Can you collect every line in the rows below that contains the word "herb", counting only matches with the same uppercase and lowercase letters?
— START —
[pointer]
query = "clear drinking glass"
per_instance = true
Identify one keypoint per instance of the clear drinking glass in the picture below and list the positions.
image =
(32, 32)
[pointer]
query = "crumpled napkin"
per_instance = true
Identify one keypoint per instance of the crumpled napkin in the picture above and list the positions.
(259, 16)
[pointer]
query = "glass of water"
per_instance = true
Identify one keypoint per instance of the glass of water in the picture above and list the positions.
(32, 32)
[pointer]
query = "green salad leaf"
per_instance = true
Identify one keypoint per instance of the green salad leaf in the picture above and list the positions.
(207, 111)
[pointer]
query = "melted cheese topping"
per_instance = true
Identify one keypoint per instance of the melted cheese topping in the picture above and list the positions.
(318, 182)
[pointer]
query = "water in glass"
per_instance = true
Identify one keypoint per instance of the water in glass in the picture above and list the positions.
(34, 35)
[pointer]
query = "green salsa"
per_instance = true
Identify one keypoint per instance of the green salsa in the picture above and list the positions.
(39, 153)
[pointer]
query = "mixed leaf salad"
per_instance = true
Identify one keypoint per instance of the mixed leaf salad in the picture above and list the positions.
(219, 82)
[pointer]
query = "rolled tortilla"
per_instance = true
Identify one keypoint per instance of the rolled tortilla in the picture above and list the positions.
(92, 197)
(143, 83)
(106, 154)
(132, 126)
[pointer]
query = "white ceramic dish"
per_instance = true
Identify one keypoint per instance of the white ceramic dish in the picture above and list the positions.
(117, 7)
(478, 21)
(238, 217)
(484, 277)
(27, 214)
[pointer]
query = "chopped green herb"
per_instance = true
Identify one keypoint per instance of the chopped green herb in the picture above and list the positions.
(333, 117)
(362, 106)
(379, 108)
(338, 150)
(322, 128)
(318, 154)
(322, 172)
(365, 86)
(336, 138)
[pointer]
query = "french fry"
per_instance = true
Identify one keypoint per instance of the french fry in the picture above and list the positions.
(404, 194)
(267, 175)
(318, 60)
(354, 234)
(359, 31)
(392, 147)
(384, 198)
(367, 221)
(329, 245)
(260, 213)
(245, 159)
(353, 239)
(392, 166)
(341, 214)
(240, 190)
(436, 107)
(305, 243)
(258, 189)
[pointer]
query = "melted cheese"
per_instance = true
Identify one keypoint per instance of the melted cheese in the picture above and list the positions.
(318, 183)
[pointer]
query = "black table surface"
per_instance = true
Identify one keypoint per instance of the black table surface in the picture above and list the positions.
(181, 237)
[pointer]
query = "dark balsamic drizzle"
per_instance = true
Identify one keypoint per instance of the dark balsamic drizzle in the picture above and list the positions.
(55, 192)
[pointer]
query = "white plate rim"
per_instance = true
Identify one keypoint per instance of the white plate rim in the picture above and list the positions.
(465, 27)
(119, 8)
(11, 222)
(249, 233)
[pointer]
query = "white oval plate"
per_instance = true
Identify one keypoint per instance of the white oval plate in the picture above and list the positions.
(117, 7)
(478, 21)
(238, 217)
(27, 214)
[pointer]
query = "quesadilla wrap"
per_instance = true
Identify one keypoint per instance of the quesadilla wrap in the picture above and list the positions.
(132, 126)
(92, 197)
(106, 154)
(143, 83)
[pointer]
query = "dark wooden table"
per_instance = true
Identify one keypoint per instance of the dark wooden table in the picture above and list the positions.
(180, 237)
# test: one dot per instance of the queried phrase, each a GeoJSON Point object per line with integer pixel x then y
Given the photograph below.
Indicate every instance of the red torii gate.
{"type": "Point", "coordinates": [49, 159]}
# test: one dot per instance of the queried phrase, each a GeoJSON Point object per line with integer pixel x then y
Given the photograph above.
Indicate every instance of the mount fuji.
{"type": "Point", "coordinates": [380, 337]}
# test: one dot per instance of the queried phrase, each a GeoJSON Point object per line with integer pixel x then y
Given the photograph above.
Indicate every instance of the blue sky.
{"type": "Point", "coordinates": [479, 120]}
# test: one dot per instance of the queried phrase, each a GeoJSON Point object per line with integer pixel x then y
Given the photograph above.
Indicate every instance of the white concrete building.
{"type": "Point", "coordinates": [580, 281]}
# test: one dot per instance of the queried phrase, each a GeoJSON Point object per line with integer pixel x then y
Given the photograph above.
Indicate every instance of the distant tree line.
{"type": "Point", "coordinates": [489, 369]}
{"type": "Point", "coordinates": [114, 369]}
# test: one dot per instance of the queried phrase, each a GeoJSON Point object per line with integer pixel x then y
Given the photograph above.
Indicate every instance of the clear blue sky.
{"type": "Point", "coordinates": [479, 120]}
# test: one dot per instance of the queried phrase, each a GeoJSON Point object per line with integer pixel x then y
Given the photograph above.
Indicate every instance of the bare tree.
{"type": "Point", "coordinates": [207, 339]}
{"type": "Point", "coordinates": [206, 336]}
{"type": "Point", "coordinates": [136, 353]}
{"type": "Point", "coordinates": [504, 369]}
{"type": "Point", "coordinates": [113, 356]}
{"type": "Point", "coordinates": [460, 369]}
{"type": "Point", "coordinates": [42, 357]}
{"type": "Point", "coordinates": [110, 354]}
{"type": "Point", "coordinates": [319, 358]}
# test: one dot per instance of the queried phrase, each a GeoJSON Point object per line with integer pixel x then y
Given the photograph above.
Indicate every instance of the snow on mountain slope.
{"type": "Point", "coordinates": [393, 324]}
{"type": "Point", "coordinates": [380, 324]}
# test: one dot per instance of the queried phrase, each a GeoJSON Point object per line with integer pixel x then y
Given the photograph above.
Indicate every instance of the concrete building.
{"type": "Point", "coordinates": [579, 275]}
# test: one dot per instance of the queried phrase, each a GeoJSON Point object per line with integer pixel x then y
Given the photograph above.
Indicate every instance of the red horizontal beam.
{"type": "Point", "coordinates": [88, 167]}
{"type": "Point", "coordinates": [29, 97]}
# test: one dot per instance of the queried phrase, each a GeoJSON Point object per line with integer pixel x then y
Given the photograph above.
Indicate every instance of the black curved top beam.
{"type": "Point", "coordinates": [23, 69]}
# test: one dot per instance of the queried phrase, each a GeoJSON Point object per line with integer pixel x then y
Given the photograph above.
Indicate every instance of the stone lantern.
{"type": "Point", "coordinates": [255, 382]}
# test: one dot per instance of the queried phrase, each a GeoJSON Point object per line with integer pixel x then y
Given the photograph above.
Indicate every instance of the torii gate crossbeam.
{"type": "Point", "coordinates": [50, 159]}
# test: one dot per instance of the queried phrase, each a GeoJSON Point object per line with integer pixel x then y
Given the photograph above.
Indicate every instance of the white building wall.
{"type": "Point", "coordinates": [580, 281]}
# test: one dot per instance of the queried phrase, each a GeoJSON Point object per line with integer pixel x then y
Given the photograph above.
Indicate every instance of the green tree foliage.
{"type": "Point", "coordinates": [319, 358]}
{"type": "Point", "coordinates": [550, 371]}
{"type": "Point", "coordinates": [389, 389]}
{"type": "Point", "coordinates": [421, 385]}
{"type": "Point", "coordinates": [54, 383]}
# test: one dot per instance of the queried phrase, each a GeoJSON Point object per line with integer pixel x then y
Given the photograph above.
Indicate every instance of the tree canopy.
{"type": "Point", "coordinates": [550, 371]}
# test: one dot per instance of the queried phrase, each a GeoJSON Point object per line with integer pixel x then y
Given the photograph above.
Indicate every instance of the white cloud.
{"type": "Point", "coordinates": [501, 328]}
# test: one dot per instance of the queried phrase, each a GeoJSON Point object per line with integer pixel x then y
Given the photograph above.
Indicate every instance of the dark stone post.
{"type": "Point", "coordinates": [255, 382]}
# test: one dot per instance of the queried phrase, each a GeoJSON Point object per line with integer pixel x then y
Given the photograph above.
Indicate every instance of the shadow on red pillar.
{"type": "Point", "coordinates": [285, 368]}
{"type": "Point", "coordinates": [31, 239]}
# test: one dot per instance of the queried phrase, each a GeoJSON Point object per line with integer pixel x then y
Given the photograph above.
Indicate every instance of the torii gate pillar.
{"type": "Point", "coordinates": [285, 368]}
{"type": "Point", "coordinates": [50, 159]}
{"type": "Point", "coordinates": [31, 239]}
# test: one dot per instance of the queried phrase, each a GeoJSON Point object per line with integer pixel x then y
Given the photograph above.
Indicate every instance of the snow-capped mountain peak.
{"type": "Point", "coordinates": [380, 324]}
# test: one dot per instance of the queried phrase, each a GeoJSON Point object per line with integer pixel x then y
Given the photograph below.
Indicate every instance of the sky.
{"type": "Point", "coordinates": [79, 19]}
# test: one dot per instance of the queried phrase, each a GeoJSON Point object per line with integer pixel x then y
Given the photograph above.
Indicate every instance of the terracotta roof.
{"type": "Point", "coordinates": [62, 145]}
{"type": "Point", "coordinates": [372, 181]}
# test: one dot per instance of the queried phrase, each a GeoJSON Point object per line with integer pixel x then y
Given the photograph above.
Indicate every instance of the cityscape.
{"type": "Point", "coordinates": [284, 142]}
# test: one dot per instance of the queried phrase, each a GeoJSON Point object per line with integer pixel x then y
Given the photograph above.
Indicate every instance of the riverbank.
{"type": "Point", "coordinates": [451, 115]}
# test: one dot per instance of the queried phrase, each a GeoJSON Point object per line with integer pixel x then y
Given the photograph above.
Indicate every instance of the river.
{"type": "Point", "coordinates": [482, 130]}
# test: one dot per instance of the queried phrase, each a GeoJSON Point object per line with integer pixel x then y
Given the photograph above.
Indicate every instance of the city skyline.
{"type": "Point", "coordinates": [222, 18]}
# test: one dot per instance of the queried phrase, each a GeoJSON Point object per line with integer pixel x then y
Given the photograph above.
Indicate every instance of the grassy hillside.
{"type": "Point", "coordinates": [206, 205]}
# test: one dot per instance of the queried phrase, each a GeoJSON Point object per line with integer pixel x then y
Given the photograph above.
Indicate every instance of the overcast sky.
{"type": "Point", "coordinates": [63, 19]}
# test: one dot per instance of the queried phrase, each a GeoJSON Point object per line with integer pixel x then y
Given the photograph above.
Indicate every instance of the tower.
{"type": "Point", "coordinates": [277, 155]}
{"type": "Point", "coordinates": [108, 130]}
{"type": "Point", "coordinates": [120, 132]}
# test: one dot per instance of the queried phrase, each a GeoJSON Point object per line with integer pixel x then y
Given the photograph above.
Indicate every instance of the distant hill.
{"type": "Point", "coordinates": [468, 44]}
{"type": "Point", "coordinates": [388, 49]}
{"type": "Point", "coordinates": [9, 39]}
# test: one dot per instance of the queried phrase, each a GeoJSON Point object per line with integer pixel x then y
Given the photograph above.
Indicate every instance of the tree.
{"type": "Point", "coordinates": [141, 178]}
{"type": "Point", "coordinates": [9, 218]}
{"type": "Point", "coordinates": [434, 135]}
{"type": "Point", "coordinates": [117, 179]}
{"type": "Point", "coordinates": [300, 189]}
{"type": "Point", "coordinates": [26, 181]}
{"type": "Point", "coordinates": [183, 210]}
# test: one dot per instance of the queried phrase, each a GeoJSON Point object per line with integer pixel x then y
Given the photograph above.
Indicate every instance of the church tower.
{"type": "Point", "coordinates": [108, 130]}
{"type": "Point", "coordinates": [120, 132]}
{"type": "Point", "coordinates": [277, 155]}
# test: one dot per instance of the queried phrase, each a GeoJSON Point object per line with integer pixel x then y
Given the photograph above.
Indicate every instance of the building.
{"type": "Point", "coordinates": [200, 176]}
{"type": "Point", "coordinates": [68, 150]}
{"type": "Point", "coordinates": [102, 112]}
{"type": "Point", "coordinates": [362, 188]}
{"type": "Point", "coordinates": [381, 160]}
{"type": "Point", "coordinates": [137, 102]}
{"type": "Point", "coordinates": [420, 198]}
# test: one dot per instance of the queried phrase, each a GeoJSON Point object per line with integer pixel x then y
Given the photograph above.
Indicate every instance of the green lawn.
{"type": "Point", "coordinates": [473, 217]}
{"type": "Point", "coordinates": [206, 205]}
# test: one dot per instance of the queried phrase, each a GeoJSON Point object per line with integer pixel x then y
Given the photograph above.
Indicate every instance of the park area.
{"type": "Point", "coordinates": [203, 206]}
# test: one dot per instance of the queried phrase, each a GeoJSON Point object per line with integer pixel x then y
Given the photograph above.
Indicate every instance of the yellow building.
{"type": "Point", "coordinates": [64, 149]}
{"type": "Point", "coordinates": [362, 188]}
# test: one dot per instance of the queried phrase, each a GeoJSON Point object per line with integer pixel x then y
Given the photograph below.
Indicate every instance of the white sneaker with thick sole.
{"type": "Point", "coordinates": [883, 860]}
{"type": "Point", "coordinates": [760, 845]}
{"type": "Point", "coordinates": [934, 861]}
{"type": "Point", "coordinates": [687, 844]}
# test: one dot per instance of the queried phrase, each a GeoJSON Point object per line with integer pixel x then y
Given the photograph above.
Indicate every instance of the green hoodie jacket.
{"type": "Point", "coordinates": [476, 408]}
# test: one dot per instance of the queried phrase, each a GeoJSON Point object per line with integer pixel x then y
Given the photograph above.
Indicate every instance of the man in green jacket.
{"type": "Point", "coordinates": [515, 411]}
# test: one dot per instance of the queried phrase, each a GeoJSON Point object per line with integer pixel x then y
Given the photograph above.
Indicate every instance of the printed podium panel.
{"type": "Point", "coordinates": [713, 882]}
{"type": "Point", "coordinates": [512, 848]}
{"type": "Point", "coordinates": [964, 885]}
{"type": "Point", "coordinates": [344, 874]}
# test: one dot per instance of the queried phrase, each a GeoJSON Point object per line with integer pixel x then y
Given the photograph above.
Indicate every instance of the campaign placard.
— END —
→ **Task answer**:
query = "chopped green herb"
Identify one keypoint per instance of the chopped green herb in the picture above and list the positions.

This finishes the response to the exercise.